How will Universal Credit affect my ESA?
Universal Credit is replacing Employment Support Allowance (ESA). If you are unable to work because of a physical or mental health disability, you may be able to claim Universal Credit. We explain what this means for you, how Universal Credit will affect your ESA and the differences between the two benefits.
If you receive ESA because you can't work because of sickness or a physical or mental health disability, how Universal Credit will affect your ESA will depend on several factors:
- Current ESA claim.
- Other benefits.
- National Insurance Contribution record.
- household income and savings.
Income-related ESA and Universal Credit
You can't claim Universal Credit alongside Income-related ESA. You will need to claim Universal Credit if you're not claiming Child Tax Credits and you start:
- Working 16 hours or more a week that isn't 'permitted work'.
- Earning more than £131.50 from work that isn't 'permitted work'.
If you're also claiming Child Tax Credits, you will be able to remain on most of your current benefits and claim Working Tax Credits. However, you will no longer receive income-related ESA.
New-style ESA and Universal Credit
If you're currently claiming new-style Employment and Support Allowance and need extra support with housing costs or family support, you may be able to claim Universal Credit alongside new-style ESA.
Contributory ESA and Universal Credit
You will continue to claim contributory ESA if you have paid enough National Insurance Contributions but don't qualify for Universal Credit. This could be for the following reasons:
- Your partner's earnings are too high.
- You don't need to claim any elements of Universal Credit.
When will I move from ESA to Universal Credit?
The date you move from ESA to Universal Credit will be determined by whether or not your circumstances have changed or not.
Change in circumstances
You will typically need to switch from ESA to Universal Credit if your circumstances have changed significantly. This may include the following:
- Starting a new job.
- Failing a work capability assessment.
- Starting to rent a property, especially in a new local authority.
If this happens, all legacy benefits you are currently getting that are being replaced by Universal Credit will also stop.
If you have been moved over to Universal Credit from a legacy benefit - known as natural migration - the amount of Universal Credit you get could be more or less than the benefits you get now.
No change in circumstances
If your circumstances haven't changed the Department for Work and Pensions (DWP) will contact you about moving to Universal Credit - this is called managed migration.
If you haven't had a change in circumstances, you will be able to claim Transitional Protection. Universal Credit transitional protection is a top-up award which ensures you are not financially worse off when you claim Universal Credit.
*-*-*
To be done:
1. Shorten the paragraph of the Universal Credit page that begins "If you haven't had a change in circumstances," and keep its main facts.
2. Express the stretch of the records from their first line through the line containing "[163,135,405,375]" as a JSON list of strings, one string per line. Skip blank lines and leave the picture out.
The Universal Credit page and the records after it come from unrelated sources.

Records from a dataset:
*-*-*
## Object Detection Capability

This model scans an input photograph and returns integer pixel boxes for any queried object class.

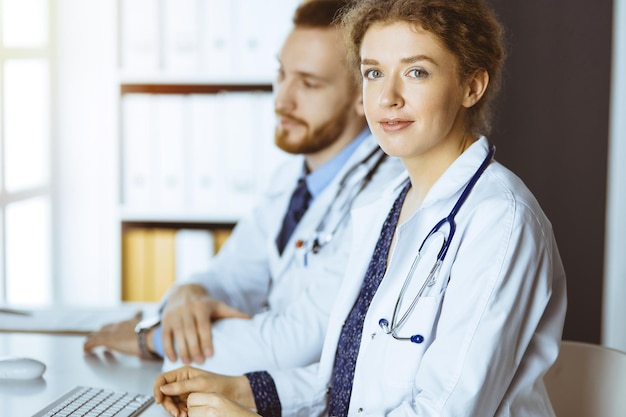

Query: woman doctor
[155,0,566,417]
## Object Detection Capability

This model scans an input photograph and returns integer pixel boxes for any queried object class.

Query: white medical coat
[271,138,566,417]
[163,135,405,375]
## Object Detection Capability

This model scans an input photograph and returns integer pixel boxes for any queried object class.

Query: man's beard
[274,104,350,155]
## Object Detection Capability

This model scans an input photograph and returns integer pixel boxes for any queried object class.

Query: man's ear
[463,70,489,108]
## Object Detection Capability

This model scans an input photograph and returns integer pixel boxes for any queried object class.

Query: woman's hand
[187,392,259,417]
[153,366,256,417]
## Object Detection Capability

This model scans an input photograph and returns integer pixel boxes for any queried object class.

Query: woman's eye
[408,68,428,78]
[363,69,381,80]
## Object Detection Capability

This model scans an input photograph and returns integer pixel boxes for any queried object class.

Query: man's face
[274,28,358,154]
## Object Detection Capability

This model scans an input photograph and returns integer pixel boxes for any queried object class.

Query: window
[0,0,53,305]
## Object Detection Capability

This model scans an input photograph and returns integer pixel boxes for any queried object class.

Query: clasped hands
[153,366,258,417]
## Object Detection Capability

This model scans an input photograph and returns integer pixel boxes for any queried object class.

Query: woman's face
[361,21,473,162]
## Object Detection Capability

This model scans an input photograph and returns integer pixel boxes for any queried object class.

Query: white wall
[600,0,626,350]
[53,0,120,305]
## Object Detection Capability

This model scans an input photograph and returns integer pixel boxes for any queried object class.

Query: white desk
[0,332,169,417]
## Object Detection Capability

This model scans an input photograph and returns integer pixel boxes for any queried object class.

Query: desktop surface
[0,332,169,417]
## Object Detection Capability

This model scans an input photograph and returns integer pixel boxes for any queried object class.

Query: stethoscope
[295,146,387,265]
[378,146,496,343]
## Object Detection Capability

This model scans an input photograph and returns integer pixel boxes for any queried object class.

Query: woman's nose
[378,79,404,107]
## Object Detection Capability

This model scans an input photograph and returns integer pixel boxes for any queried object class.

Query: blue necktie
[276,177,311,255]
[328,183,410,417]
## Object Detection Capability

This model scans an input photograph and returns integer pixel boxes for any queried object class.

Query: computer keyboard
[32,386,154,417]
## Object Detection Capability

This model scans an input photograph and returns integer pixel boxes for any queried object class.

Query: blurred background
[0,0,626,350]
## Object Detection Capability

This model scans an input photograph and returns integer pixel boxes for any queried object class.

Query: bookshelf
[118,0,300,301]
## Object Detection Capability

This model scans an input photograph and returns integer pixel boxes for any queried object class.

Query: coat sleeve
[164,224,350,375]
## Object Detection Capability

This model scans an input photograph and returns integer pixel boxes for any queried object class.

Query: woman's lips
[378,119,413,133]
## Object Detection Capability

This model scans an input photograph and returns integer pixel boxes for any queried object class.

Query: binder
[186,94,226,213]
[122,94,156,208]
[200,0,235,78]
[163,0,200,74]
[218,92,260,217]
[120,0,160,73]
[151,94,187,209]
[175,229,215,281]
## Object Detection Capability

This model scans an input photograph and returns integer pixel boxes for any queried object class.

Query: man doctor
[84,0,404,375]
*-*-*
List of solutions:
1. With no change in circumstances, you can claim Transitional Protection. This top-up award keeps you from being financially worse off when you claim Universal Credit.

2.
[
  "## Object Detection Capability",
  "This model scans an input photograph and returns integer pixel boxes for any queried object class.",
  "Query: woman doctor",
  "[155,0,566,417]",
  "## Object Detection Capability",
  "This model scans an input photograph and returns integer pixel boxes for any queried object class.",
  "Query: white medical coat",
  "[271,138,566,417]",
  "[163,135,405,375]"
]